Record set =>

--

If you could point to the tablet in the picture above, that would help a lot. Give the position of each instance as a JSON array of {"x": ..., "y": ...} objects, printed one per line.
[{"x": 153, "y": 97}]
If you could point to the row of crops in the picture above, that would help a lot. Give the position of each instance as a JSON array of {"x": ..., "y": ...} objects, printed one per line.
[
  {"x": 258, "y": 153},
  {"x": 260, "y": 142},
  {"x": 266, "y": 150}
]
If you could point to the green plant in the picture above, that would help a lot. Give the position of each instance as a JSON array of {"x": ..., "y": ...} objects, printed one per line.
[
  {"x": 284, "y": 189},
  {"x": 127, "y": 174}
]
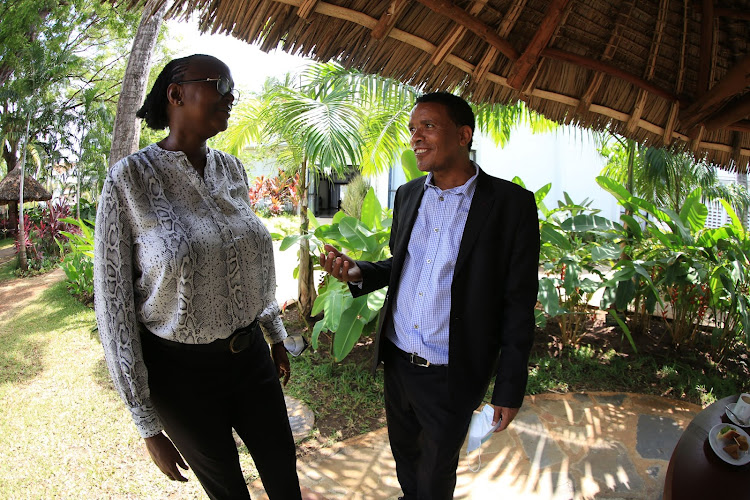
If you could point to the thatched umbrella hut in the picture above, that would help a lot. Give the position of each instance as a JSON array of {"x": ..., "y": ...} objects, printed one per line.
[
  {"x": 10, "y": 188},
  {"x": 658, "y": 71}
]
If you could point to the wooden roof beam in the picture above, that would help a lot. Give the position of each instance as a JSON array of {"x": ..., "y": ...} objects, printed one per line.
[
  {"x": 626, "y": 9},
  {"x": 455, "y": 36},
  {"x": 741, "y": 15},
  {"x": 552, "y": 19},
  {"x": 593, "y": 64},
  {"x": 306, "y": 8},
  {"x": 706, "y": 46},
  {"x": 734, "y": 82},
  {"x": 389, "y": 19},
  {"x": 448, "y": 9},
  {"x": 506, "y": 26},
  {"x": 729, "y": 114}
]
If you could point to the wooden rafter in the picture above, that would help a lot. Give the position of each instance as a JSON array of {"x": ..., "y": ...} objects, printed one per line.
[
  {"x": 640, "y": 102},
  {"x": 734, "y": 82},
  {"x": 455, "y": 35},
  {"x": 306, "y": 8},
  {"x": 490, "y": 55},
  {"x": 743, "y": 15},
  {"x": 635, "y": 115},
  {"x": 389, "y": 19},
  {"x": 448, "y": 9},
  {"x": 603, "y": 67},
  {"x": 706, "y": 46},
  {"x": 587, "y": 97},
  {"x": 552, "y": 19}
]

--

What you need to do =>
Render all the items above as a Markdown table with the columns Row and Line, giving each line a row number and skipping blank lines. Leave the pictures out.

Written reply =>
| Row | Line |
|---|---|
| 1 | If you could point to the tablet in the picture above, that would help a lot. Give the position of each instance as a JSON array of {"x": ..., "y": ...} objects, printed one per line. |
| 2 | [{"x": 153, "y": 97}] |
| 3 | If you could point to the row of crops in the picture above, that would help a lot. Give the position of each instance as a JSON array of {"x": ..., "y": ...} objects, printed one per line. |
| 4 | [ |
| 5 |   {"x": 258, "y": 153}, |
| 6 |   {"x": 260, "y": 142}, |
| 7 |   {"x": 266, "y": 150} |
| 8 | ] |
| 9 | If you could point to the green plant in the picture above, that would help a lot. Give the position of each instance as a JSON array of {"x": ..., "y": ...} objects, printed one per line. |
| 10 | [ |
| 11 |   {"x": 284, "y": 189}, |
| 12 |   {"x": 127, "y": 174} |
| 13 | ] |
| 14 | If you could point to the thatched umbrella hut in the picture above, that would help a lot. Give the position of each instance as a JSON array of {"x": ..., "y": ...} objects, printed one per line. |
| 15 | [ |
| 16 |   {"x": 10, "y": 188}, |
| 17 |   {"x": 658, "y": 71} |
| 18 | ] |
| 19 | If you could point to the wooden roof beam in the picture above, that would help a lot. Give the position of each instance as a JSON array of {"x": ..., "y": ...} objects, printed one per line. |
| 20 | [ |
| 21 |   {"x": 626, "y": 9}, |
| 22 |   {"x": 455, "y": 36}, |
| 23 |   {"x": 741, "y": 15}, |
| 24 |   {"x": 552, "y": 19}, |
| 25 |   {"x": 593, "y": 64}, |
| 26 |   {"x": 306, "y": 8}, |
| 27 |   {"x": 706, "y": 46}, |
| 28 |   {"x": 734, "y": 82}, |
| 29 |   {"x": 389, "y": 19}, |
| 30 |   {"x": 448, "y": 9}, |
| 31 |   {"x": 506, "y": 26}, |
| 32 |   {"x": 729, "y": 114} |
| 33 | ] |
| 34 | If you could point to the wooden rafter in the picture above, that would help a lot. Give the position of each instance as a JSON array of {"x": ..., "y": ...} objects, printed one per line. |
| 35 | [ |
| 36 |   {"x": 640, "y": 102}, |
| 37 |   {"x": 734, "y": 82}, |
| 38 |   {"x": 455, "y": 35}, |
| 39 |   {"x": 306, "y": 8}, |
| 40 |   {"x": 490, "y": 55}, |
| 41 |   {"x": 743, "y": 15}, |
| 42 |   {"x": 635, "y": 115}, |
| 43 |   {"x": 389, "y": 19}, |
| 44 |   {"x": 448, "y": 9}, |
| 45 |   {"x": 603, "y": 67}, |
| 46 |   {"x": 706, "y": 46}, |
| 47 |   {"x": 587, "y": 97}, |
| 48 |   {"x": 552, "y": 19} |
| 49 | ] |